Supplied passage —
+ + +

That's fine, though my reply was directed to the message directly above it, and had nothing to do with any of your posts.

Also, please refrain from name-calling.



			
				sandboy6184 said:
			
		

> [PERSONAL ATTACK REMOVED]



Sorry, was trying to emulate some of the more, er, interesting writing styles so far in this thread =)


----------



## sandboy6184 (Jul 11, 2004)

Ripcord said:
			
		

> That's fine, though my reply was directed to the message directly above it, and had nothing to do with any of your posts.
> 
> Also, please refrain from name-calling.
> 
> ...



im just messing with you, here drink some of my coffee coolata friend


----------



## MisterMe (Jul 11, 2004)

sandboy6184 said:
			
		

> Maybe you became blind when the part came when Bill Gates is wearing a Apple t-shirt and attending the apple headquarters and attending apple seminars.


Sorry for the typo. I should have said that _Gates_ did not work for Apple. I take it, however, that you understood what I meant. I also understand that you think that Gates attendance at seminars at Apple headquarters is proof of his employment at Apple. If this is the case, then it is a monumental leap in logic. Do you believe that every developer who attended a seminar at Apple worked for the company? If you believe that, then you have a lot to learn about how corporations work.

+ + +

Saved data entries:

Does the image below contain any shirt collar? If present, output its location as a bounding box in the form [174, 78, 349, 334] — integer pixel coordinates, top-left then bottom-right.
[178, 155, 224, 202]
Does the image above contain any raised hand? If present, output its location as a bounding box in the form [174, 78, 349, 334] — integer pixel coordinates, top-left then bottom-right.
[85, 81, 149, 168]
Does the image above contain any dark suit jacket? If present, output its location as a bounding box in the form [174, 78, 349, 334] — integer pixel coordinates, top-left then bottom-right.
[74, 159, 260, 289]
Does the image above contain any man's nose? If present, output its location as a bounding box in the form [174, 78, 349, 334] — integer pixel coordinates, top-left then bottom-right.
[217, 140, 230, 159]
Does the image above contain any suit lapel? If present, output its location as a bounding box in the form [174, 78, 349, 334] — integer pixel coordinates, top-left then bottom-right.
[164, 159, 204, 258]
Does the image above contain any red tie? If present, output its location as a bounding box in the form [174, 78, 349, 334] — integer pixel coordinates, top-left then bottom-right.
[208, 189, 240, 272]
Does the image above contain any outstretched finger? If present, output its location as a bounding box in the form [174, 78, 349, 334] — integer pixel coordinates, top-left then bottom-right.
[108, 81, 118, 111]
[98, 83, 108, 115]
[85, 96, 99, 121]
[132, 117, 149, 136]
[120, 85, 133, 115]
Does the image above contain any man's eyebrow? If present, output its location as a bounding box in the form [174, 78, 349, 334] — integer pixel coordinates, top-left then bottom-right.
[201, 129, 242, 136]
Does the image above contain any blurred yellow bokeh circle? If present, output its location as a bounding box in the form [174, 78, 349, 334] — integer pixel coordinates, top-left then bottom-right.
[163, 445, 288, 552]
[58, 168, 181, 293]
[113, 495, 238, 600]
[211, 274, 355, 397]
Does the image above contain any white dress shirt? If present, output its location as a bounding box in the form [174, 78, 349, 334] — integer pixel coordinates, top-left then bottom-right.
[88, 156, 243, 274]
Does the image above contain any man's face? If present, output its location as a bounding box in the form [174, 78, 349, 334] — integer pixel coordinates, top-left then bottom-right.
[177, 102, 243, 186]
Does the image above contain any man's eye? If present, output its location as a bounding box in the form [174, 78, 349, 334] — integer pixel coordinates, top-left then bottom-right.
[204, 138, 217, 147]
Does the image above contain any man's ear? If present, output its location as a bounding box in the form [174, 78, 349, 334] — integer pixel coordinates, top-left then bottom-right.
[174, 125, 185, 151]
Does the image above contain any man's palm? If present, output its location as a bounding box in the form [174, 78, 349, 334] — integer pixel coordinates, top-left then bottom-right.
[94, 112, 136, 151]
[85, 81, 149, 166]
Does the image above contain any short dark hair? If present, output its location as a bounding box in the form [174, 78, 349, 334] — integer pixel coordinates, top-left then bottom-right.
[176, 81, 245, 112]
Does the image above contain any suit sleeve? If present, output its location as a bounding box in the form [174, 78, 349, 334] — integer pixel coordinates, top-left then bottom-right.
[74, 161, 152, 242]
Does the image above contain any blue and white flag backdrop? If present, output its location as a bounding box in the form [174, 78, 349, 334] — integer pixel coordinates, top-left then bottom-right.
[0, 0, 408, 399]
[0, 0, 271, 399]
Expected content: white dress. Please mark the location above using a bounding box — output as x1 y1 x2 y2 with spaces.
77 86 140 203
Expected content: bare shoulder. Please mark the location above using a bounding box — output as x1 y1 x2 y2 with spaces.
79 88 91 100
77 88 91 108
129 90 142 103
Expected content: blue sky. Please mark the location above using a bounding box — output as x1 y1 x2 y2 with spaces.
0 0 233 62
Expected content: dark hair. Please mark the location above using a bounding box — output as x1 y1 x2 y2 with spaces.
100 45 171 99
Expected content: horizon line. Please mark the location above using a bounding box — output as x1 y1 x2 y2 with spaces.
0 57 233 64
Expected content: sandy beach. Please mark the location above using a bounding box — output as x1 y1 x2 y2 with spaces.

+ + +

What you have to do — Reproduce word for word the part of the forum thread above that starts at "## MisterMe (Jul" and ends at "how corporations work.".

In response —
## MisterMe (Jul 11, 2004)

sandboy6184 said:
			
		

> Maybe you became blind when the part came when Bill Gates is wearing a Apple t-shirt and attending the apple headquarters and attending apple seminars.


Sorry for the typo. I should have said that _Gates_ did not work for Apple. I take it, however, that you understood what I meant. I also understand that you think that Gates attendance at seminars at Apple headquarters is proof of his employment at Apple. If this is the case, then it is a monumental leap in logic. Do you believe that every developer who attended a seminar at Apple worked for the company? If you believe that, then you have a lot to learn about how corporations work.